# Exercises:
- 1) Translate this sentence from the forum thread on Google's page dates into Spanish: "If a page is updated by the author/webmaster, shouldn't it be considered fresh?"
- 2) Answer these questions from the forum thread on Google's page dates.
(a) In the example of a wrongly dated page, which month and year does the snippet show?
(b) In the forum example, how long had the thread gone without a reply?
(c) Who edited a post in the thread, and on what date?
- 3) Continue the forum thread on Google's page dates with the next post, following on from its last one.

# Excerpt to read:
☆ ☆ ☆ ☆ ☆

I've been bothered by this quite a bit recently - I'm pretty sure it's a bug on Google's end and not something that websites are intentionally exploiting. I see it when I'm using the date range options too - some results are being incorrectly EXCLUDED based on a buggy date.
Yes, this is really bothering.Google is showing the dates of pages wrongly. For eg., I see a certain page as having a date as say, Sep 2009 (in the snippet), while the page was actually created in May 2009.It also now ranks lower than some recent pages.If age is a factor, then this is really an issue that google has to sort out quickly.
Are pages simply being updated with information? That could account for the freshnesh date on google, yet the displayed published date on the website is different. The page updates could be anything from updating links/adding/removing links, adding/removing text/images...anything really.
If a page is updated by the author/webmaster, shouldn't it be considered fresh?
That seems to be the problem that Google is having. The page has not really updated, but the server is giving a recent time/date stamp. For example, I see this on some forums where the thread has not had a reply in two years, but the date on Google is showing as "6 hours ago".
In many cases the date and time are accurate, but in others they are very wrong. If this is affecting how the page ranks - for example, on a "query deserves freshness" term - then the quality of the search result suffers.
[edited by: tedster at 9:14 pm (utc) on Apr 18, 2010]
Could not it be enough if anything on that page changes? Maybe the webmaster at the forum has added a new link to the footer? Would that be enough to count as a page update and qualify for the inclusion in the x hours ago listing?
It is really telling for us Google seems to be using the header date of last modified to return freshness? Does this occur only in conjunction with new inbound external or inbound internal links?
|It is really telling for us Google seems to be using the header date of last modified to return freshness? Does this occur only in conjunction with new inbound external or inbound internal links? |
How could inbound external links change the last modified date of head?
This isn't an area that I have looked into but my first thought about a more recent date that then actual update is that the webmaster simply uploaded a batch of pages including some that hadn't changed.

☆ ☆ ☆ ☆ ☆

# Data excerpts:
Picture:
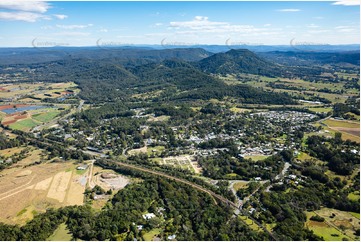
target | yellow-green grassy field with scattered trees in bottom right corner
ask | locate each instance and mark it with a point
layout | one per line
(337, 225)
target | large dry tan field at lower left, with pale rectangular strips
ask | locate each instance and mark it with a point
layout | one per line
(35, 188)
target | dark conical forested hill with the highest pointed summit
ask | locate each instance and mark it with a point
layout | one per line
(238, 61)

☆ ☆ ☆ ☆ ☆

# Responses:
- 1) Si una página es actualizada por el autor/webmaster, ¿no debería considerarse reciente?

- 2)
(a) Sep 2009
(b) Two years
(c) tedster, on Apr 18, 2010

- 3)
it would be nice if this boost works. all we'd have to do is put today's date on each page and we'd jump up the rankings. can't see it, though.
|How could inbound external links change the last modified date of head? |
It couldn't, but IMO it's a really interesting question, because 'freshness' in the ranking system is not necessarily the last modified time of the page. It also depends on links, and in some ways 'cascades' like PR (and everything else they do), so it could be some 'goofy glitch' where the discovery time of a new inbound link is being mishandled and credited to the 'modified date' of the page in the results...
Of course, in 'Google Speak' I should qualify what I'm saying with something like: 'In certain situations' which in translation could mean where x+y+z===a && a!=b || c<=d+y*r but not when (x+y+z===a && a!=b) || c<=d+y*r which could range from 'often' to 'only at certain times and in very specific situations'.
Agreed that these "edge cases" are probably coming from a combination of factors. Dynamic pages that are never cached on the server? Incorrect configuration for respeonses to If-modified-since? Some kind of AJAX chaos?
Just to add my 2 cents to this discussion:
This is not really new. I support many forum sites and the tags like "Last post: May 3, 2009" have been appearing for more than a year in most SERPs I'm looking at.
#1 - a fresher result DOES NOT guarantee a higher spot in SERPs
#2 - the date is ALWAYS, 100% of the time wrong
It bothered me in the beginning - I tried to ascertain how in the world they come up with the date that's always wrong - but nothing conclusive came out and I just learned to ignore it (possibly at my own peril).
I can't tell you how they do come up with the date but, based on what I looked at, I can list what they DO NOT use for the calculation.
They DO NOT use
- HTTP headers
- Dates mentioned in the text of the page
- if there is an RSS feed listing the page, they do not use <pubDate> field
- if there is a sitemap, they do not use <lastmod> field
I guess, I'll have to re-phrase the above: if they use the data, they come up with the date that does not equal to any of the above mentioned dates. In many cases they guess even as much as the year wrong.
I could not see a clear indication that a fresher page based on the "Last post: #*$!" tag means higher SERPs. That was a year ago. If it changed since, I'd be interested to hear about it of course, but I have to tell you: it will be really hard to game this because you never know how they come up with the date and why it is always wrong.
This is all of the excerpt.